* EXERCISE PROMPT *
Your task is to output the entries below word for word.
:: THE RECORDS ::
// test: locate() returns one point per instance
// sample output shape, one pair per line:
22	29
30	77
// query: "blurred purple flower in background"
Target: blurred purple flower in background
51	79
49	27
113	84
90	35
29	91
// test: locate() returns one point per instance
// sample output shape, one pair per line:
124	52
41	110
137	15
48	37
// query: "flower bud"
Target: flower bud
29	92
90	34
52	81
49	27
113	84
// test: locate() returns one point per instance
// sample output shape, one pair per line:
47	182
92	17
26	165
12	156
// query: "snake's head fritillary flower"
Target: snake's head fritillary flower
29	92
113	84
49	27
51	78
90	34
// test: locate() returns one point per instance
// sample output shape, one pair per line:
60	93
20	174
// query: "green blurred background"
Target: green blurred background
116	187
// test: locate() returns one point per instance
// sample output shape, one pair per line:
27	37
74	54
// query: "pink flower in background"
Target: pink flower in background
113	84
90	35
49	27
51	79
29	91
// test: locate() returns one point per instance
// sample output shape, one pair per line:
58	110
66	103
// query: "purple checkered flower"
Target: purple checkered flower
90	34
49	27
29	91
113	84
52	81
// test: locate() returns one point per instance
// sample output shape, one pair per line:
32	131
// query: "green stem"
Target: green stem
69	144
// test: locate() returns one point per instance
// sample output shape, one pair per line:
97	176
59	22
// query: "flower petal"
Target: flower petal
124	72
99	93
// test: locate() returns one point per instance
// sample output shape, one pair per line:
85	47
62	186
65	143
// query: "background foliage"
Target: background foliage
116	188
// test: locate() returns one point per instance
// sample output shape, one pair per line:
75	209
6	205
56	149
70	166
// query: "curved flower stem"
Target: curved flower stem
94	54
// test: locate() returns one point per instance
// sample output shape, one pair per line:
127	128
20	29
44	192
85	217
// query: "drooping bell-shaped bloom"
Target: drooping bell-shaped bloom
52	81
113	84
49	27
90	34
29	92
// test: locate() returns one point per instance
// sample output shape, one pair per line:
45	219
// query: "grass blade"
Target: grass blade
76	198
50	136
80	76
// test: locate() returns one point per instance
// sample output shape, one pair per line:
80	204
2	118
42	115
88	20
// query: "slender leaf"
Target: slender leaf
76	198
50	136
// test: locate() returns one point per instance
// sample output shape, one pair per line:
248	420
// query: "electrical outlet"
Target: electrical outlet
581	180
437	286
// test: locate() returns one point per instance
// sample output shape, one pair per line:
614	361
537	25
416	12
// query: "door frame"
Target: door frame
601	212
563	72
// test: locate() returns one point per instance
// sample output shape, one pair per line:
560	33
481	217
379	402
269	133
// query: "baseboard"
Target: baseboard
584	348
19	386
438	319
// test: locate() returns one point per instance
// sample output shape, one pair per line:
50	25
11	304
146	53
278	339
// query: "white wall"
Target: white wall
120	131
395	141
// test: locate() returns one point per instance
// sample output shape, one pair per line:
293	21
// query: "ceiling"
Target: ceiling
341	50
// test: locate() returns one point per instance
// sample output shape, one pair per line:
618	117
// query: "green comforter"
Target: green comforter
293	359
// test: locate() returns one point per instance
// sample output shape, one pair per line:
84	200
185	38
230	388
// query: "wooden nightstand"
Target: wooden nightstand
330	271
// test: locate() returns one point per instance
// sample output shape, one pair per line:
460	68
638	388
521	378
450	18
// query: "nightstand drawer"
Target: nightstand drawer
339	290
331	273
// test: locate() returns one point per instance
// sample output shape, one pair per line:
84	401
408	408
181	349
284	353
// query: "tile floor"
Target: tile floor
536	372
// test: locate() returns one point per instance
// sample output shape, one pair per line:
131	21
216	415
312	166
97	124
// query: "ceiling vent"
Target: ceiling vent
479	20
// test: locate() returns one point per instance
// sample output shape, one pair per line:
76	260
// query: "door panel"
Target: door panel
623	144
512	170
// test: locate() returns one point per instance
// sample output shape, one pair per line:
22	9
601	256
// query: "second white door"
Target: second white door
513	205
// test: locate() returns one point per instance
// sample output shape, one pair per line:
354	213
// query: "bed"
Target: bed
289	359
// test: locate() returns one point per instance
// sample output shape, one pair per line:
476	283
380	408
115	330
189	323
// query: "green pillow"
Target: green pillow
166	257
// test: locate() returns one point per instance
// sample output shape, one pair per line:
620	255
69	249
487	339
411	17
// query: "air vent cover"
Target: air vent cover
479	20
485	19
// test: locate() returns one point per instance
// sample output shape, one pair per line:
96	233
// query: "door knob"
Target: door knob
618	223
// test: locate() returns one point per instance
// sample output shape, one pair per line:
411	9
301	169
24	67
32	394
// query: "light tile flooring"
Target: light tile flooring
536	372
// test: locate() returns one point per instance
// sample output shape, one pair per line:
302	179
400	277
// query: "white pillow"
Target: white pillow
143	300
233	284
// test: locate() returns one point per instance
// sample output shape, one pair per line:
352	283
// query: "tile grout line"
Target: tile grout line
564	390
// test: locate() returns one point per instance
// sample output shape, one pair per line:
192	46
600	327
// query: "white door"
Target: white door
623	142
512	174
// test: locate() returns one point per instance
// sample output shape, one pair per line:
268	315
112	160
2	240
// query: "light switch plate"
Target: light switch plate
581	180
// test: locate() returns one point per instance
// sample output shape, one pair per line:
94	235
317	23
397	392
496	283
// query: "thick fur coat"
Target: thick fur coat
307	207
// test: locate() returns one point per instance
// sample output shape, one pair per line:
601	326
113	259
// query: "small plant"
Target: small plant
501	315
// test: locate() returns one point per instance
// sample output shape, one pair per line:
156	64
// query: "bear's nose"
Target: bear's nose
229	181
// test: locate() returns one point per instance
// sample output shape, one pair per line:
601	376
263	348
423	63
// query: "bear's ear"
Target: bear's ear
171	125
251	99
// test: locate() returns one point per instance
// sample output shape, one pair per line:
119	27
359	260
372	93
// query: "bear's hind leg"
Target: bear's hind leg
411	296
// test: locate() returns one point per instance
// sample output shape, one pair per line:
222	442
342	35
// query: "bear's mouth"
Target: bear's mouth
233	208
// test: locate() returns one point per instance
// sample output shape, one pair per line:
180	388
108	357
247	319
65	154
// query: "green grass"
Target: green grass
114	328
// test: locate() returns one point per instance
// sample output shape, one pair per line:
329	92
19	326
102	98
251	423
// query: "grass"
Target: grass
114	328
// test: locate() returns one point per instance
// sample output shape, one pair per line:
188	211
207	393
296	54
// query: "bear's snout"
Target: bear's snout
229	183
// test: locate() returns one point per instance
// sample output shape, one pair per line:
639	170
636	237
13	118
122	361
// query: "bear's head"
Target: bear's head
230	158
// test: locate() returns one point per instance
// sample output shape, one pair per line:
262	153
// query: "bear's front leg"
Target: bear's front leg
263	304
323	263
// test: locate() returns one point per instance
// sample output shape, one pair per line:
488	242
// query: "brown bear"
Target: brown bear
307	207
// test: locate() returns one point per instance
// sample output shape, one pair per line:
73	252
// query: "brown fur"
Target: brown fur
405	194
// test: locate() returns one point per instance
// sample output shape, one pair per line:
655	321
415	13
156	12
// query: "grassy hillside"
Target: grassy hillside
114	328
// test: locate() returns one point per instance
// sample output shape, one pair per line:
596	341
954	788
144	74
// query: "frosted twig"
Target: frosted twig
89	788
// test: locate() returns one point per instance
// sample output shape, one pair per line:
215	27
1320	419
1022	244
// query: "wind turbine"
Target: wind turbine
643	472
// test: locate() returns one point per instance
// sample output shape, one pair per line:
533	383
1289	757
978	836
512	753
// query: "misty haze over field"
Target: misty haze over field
:::
* COMPLETED TASK *
// test: locate() returns one point per instance
// sample output shape, one pair per line:
22	29
30	77
// query: "blurred purple flower in background"
Target: blurred purple flower in background
51	79
49	27
113	84
90	35
29	91
// test: locate() returns one point per instance
// sample output shape, one pair per line:
124	52
41	110
137	15
48	37
// query: "flower bud"
Target: flower bud
29	92
90	34
52	81
49	27
113	84
// test: locate() returns one point per instance
// sample output shape, one pair per line:
47	182
92	17
26	165
12	156
// query: "snake's head fritillary flower"
Target: snake's head fritillary flower
29	92
113	84
49	27
51	78
90	34
// test: locate() returns one point per instance
// sample output shape, one pair per line:
60	93
20	174
// query: "green blurred background"
Target: green blurred background
116	187
// test: locate() returns one point per instance
// sample output shape, one pair per line:
27	37
74	54
// query: "pink flower in background"
Target: pink flower in background
113	84
90	35
49	27
51	79
29	91
// test: locate() returns one point per instance
// sample output shape, one pair per line:
58	110
66	103
// query: "purple checkered flower"
Target: purple checkered flower
90	34
49	27
29	91
113	84
52	81
// test: locate() returns one point per instance
// sample output shape, one pair per line:
32	131
// query: "green stem"
Target: green stem
69	144
// test: locate() returns one point per instance
// sample output shape, one pair per line:
97	176
59	22
// query: "flower petal"
Target: flower petal
124	72
99	93
// test: locate() returns one point per instance
// sample output shape, one pair per line:
85	47
62	186
65	143
// query: "background foliage"
Target: background foliage
116	188
// test: locate() returns one point per instance
// sample output shape, one pair per line:
75	209
6	205
56	149
70	166
// query: "curved flower stem"
Target: curved flower stem
94	54
// test: locate() returns one point per instance
// sample output shape, one pair per line:
127	128
20	29
44	192
85	217
// query: "drooping bell-shaped bloom"
Target: drooping bell-shaped bloom
52	81
113	84
49	27
90	34
29	92
// test: locate() returns one point per instance
// sample output shape, one pair per line:
45	219
// query: "grass blade"
Target: grass blade
76	198
50	136
80	76
// test: locate() returns one point per instance
// sample output shape, one pair per line:
80	204
2	118
42	115
88	20
// query: "slender leaf"
Target: slender leaf
76	198
50	136
// test: locate() returns one point per instance
// sample output shape, one pair per line:
248	420
// query: "electrical outlet"
Target: electrical outlet
581	180
437	286
// test: locate() returns one point per instance
// sample output shape, one pair per line:
614	361
537	25
416	12
// query: "door frame"
Target: door frame
601	212
563	72
// test: locate() returns one point per instance
// sample output shape, one pair per line:
560	33
481	217
379	402
269	133
// query: "baseboard"
Target: baseboard
584	348
19	386
438	319
// test: locate() returns one point per instance
// sample output shape, one pair per line:
50	25
11	304
146	53
278	339
// query: "white wall"
Target: white wall
120	131
395	141
// test: locate() returns one point per instance
// sample output shape, one pair per line:
293	21
// query: "ceiling"
Target: ceiling
341	50
// test: locate() returns one point per instance
// sample output shape, one pair per line:
618	117
// query: "green comforter"
Target: green comforter
293	359
// test: locate() returns one point per instance
// sample output shape, one pair per line:
84	200
185	38
230	388
// query: "wooden nightstand"
Target: wooden nightstand
330	271
// test: locate() returns one point per instance
// sample output shape, one pair per line:
460	68
638	388
521	378
450	18
// query: "nightstand drawer"
Target: nightstand drawer
339	290
331	273
// test: locate() returns one point per instance
// sample output shape, one pair per line:
84	401
408	408
181	349
284	353
// query: "tile floor"
Target: tile floor
536	372
// test: locate() returns one point per instance
// sample output shape, one pair per line:
131	21
216	415
312	166
97	124
// query: "ceiling vent"
Target: ceiling vent
479	20
// test: locate() returns one point per instance
// sample output shape, one pair per line:
76	260
// query: "door panel"
Target: door panel
623	144
512	170
// test: locate() returns one point per instance
// sample output shape, one pair per line:
22	9
601	256
// query: "second white door"
Target: second white door
513	205
// test: locate() returns one point per instance
// sample output shape, one pair per line:
354	213
// query: "bed"
Target: bed
289	359
// test: locate() returns one point per instance
// sample output shape, one pair per line:
476	283
380	408
115	330
189	323
// query: "green pillow"
Target: green pillow
166	257
// test: locate() returns one point per instance
// sample output shape, one pair per line:
620	255
69	249
487	339
411	17
// query: "air vent cover"
Target: air vent cover
479	20
485	19
// test: locate() returns one point per instance
// sample output shape, one pair per line:
96	233
// query: "door knob"
Target: door knob
618	223
// test: locate() returns one point per instance
// sample output shape, one pair per line:
411	9
301	169
24	67
32	394
// query: "light tile flooring"
Target: light tile flooring
536	372
// test: locate() returns one point per instance
// sample output shape, one pair per line:
302	179
400	277
// query: "white pillow"
Target: white pillow
143	300
233	284
// test: locate() returns one point per instance
// sample output shape, one pair per line:
352	283
// query: "tile grout line"
Target: tile grout line
564	390
// test: locate() returns one point per instance
// sample output shape, one pair per line:
192	46
600	327
// query: "white door"
Target: white door
623	142
512	174
// test: locate() returns one point per instance
// sample output shape, one pair per line:
268	315
112	160
2	240
// query: "light switch plate"
Target: light switch plate
581	180
// test: locate() returns one point per instance
// sample output shape, one pair per line:
94	235
317	23
397	392
496	283
// query: "thick fur coat"
Target: thick fur coat
307	207
// test: locate() returns one point per instance
// sample output shape, one pair per line:
601	326
113	259
// query: "small plant"
Target: small plant
501	315
// test: locate() returns one point per instance
// sample output shape, one pair per line:
156	64
// query: "bear's nose"
Target: bear's nose
229	181
// test: locate() returns one point per instance
// sample output shape, one pair per line:
601	376
263	348
423	63
// query: "bear's ear"
Target: bear's ear
171	125
251	99
// test: locate() returns one point per instance
// sample output shape, one pair per line:
119	27
359	260
372	93
// query: "bear's hind leg"
Target: bear's hind leg
411	296
// test: locate() returns one point per instance
// sample output shape, one pair per line:
222	442
342	35
// query: "bear's mouth"
Target: bear's mouth
233	208
// test: locate() returns one point per instance
// sample output shape, one pair per line:
180	388
108	357
247	319
65	154
// query: "green grass"
Target: green grass
114	328
// test: locate() returns one point per instance
// sample output shape, one pair per line:
329	92
19	326
102	98
251	423
// query: "grass"
Target: grass
114	328
// test: locate() returns one point per instance
// sample output shape, one pair per line:
188	211
207	393
296	54
// query: "bear's snout"
Target: bear's snout
229	183
// test: locate() returns one point per instance
// sample output shape, one pair per line:
639	170
636	237
13	118
122	361
// query: "bear's head"
Target: bear's head
230	158
// test: locate() returns one point per instance
// sample output shape, one pair per line:
262	153
// query: "bear's front leg"
Target: bear's front leg
263	304
323	263
// test: locate() returns one point per instance
// sample output shape, one pair per line:
488	242
// query: "brown bear"
Target: brown bear
307	207
// test: locate() returns one point per instance
// sample output shape, one pair per line:
73	252
// query: "brown fur"
Target: brown fur
405	194
// test: locate() returns one point per instance
// sample output shape, one pair per line:
655	321
415	13
156	12
// query: "grassy hillside"
Target: grassy hillside
114	328
// test: locate() returns one point per instance
// sample output shape, one pair per line:
596	341
954	788
144	74
// query: "frosted twig"
Target: frosted twig
89	788
// test: locate() returns one point per instance
// sample output shape, one pair per line:
215	27
1320	419
1022	244
// query: "wind turbine"
Target: wind turbine
643	472
// test: locate() returns one point per instance
// sample output shape, one pair per line:
533	383
1289	757
978	836
512	753
// query: "misty haze over field"
Target: misty haze over field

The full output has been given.